**Sélection:**
Les candidats à l'élection présidentielle dont les partis sont représentés au Parlement ont été invités à signer le texte, mercredi 1er février, devant près de 3000 invités, à Paris, à l'occasion de la présentation du 17e rapport annuel sur "l'état du mal-logement en France". A l'issue d'une prise de parole de 25 minutes, Eva Joly, Jean-Luc Mélenchon, François Bayrou et François Hollande pourront engager, ou pas, leur signature. Henri Guaino, le conseiller spécial du président, représente Nicolas Sarkozy.
DIX PROPOSITIONS
Concis, le pacte énumère dix propositions, rassemblées autour de quatre grands thèmes: la construction de logements, la régulation des prix, la protection des plus faibles et le développement d'une ville équitable et durable. Certaines des propositions sont de véritables mesures, d'autres correspondent plus à des ouvertures de chantiers: construction de 500 000 logements par an, dont 150 000 logements sociaux, durant le quinquennat; lancement d'un plan de conventionnement visant 100 000 logements à loyer accessible par an dans le parc privé; encadrement des loyers du parc privé; éradication des 600 000 logements indignes; augmentation du seuil de 25% de logements sociaux dans le cadre de la loi relative à la solidarité et au renouvellement urbain (SRU).
Si le pacte paraît "hollando-compatible", et, d'une manière générale, dans la ligne de la plupart des candidats de gauche ou écologiste, il est en décalage avec les positions défendues par la droite. "C'est effectivement un contrat très ambitieux, qui comporte des éléments de rupture avec la politique menée depuis de nombreuses années, reconnaît Christophe Robert, le délégué général de la Fondation. Nous ne l'avons pas configuré pour qu'il soit signé par tout le monde. Le but n'était pas de tomber dans le consensuel."
C'est la première fois que l'organisation caritative, au logo représentant la silhouette du célèbre ecclésiastique, s'engage de cette manière sur le terrain politique. "Le décalage entre le peu de place accordée au logement dans le débat public et l'importance que ce thème a pris dans la vie des Français, nous a obligés à agir", explique Christophe Robert.
25,7 % DU BUDGET DES FRANÇAIS
L'urgence sociale est là. Les experts estiment à 10 millions le nombre de ceux qui, à des degrés divers, sont frappés par la crise du logement. En France, il manque entre 600 000 et 900 000 logements; 1,2 million de ménages sont en attente d'une HLM. En vingt-cinq ans, le logement est devenu le premier poste de dépenses des ménages, qui y consacrent parfois jusqu'à la moitié de leurs ressources (25,7% en moyenne pour l'ensemble des ménages, contre 13% dans les années 1980). Selon une récente étude de la Sofres, près d'un Français sur cinq déclare avoir des difficultés à faire face au paiement de son loyer ou au remboursement de son emprunt immobilier.

(Enregistrements bruts)
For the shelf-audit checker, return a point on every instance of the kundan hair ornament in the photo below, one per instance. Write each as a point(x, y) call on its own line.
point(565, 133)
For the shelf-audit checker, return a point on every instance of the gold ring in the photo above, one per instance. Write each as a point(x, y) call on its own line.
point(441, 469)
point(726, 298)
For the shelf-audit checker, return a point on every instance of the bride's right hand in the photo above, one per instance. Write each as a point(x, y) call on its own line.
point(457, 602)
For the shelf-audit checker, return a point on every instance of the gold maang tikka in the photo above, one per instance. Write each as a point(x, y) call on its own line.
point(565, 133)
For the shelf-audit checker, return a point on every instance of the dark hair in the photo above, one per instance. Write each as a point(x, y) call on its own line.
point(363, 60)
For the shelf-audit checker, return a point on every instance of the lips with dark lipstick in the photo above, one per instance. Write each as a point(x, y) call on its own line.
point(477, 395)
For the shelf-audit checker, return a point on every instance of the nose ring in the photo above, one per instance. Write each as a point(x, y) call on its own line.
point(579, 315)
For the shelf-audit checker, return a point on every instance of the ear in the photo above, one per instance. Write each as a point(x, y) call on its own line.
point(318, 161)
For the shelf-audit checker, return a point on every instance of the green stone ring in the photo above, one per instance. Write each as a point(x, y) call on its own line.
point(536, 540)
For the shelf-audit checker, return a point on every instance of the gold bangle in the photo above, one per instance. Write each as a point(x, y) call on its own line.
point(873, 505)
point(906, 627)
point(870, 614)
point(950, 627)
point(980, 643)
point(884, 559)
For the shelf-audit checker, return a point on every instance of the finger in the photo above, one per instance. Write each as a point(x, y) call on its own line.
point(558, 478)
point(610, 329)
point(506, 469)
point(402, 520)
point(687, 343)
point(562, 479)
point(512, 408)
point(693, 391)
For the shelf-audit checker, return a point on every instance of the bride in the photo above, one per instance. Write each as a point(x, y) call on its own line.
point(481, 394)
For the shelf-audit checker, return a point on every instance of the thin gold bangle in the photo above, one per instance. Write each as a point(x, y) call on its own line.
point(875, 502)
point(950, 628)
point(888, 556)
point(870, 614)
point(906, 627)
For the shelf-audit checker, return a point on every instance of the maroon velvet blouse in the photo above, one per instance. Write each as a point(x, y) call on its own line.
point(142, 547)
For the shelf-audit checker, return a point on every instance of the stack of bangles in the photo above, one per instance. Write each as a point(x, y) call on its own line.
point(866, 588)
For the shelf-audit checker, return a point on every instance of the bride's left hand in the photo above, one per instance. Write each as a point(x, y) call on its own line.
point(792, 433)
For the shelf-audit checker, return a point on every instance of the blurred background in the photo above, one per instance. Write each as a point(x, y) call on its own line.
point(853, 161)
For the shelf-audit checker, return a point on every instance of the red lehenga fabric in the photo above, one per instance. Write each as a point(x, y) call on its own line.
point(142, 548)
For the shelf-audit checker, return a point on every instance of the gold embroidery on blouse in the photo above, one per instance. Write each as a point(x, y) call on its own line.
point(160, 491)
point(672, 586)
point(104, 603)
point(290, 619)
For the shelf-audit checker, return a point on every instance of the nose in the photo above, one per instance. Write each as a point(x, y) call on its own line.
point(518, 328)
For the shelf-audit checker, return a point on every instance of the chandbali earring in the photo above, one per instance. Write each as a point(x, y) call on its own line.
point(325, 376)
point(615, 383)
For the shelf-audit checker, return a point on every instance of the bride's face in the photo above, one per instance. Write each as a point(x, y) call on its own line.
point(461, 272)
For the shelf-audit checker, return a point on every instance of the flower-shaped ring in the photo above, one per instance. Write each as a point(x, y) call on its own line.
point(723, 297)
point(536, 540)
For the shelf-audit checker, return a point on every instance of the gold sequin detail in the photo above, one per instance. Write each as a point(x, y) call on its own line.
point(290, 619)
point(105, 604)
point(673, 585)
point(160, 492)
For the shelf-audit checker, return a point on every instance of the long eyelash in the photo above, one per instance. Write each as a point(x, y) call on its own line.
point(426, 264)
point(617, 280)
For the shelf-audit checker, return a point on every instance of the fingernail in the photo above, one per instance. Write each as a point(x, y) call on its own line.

**Objectif de la tâche:** Reprenez l'article sur le pacte contre le mal-logement, s'il vous plaît, en poursuivant après sa dernière phrase. Le matériel n'est pas nécessaire ici.

**La réponse:**
Si les causes sont connues – pénurie massive d'une offre abordable, envolée irrationnelle des prix à la location comme à l'achat, absence de pilotage au niveau national… –, il faut bien constater que les réponses politiques n'ont pas été à la hauteur. Le gouvernement actuel a beau faire valoir les efforts de rattrapage réalisés ces cinq dernières années – 124 028 logements sociaux ont été financés en 2011, soit un total de 600 000 sur l'ensemble du quinquennat –, les résultats sont encore insuffisants.
Selon les spécialistes, il faudrait une production annuelle de 150 000 logements réellement sociaux pour répondre efficacement à la crise du mal-logement. "Seule l'interpellation publique pouvait obliger les politiques à se positionner sur un véritable changement de cap, même si ce n'était pas obligatoirement de notre responsabilité d'endosser ce rôle", considère Christophe Robert.
120 000 SIGNATURES
Le "contrat social" est le fruit d'un long cheminement qui a commencé à l'automne 2011 par un appel à la mobilisation citoyenne. Au fil des semaines, la pétition a recueilli plus de 120 000 signatures. Une trentaine d'associations aussi diverses que le Secours catholique, l'Association des élus de banlieue ou encore l'organisation syndicale CFDT ont répondu à l'appel.
Le 10 janvier, pour "booster" le mouvement selon les mots de Patrick Doutreligne, le délégué général de la Fondation, l'organisation de solidarité fait jouer une de ses cartes maîtresses en la personne de l'ancien footballeur Eric Cantona, compagnon de route depuis plusieurs années. Dans une lettre publiée par le quotidien Libération, l'ancienne star de Manchester United explique être un "citoyen engagé" et que son objectif est de "recueillir 500 signatures de maires" pour mettre le logement au cœur de la campagne. L'interpellation fait son effet. En quelques semaines, 350 élus apposent leur nom en bas de la pétition.
Une fois élus, les candidats signataires respecteront-ils leur engagement? "Nous avons prévenu les candidats signataires que nous assurerons un suivi, notamment en publiant annuellement dans notre rapport le bilan de l'adoption des réformes et de leur application sur le terrain. C'est en toute connaissance de cause que les candidats décideront d'approuver le document, poursuit Christophe Robert. Ils connaissent notre pugnacité et notre capacité d'interpellation." Et de rappeler la devise de la Fondation: "Ne lâchons rien".
>>> Lire aussi : Logement : les positions des différents candidats"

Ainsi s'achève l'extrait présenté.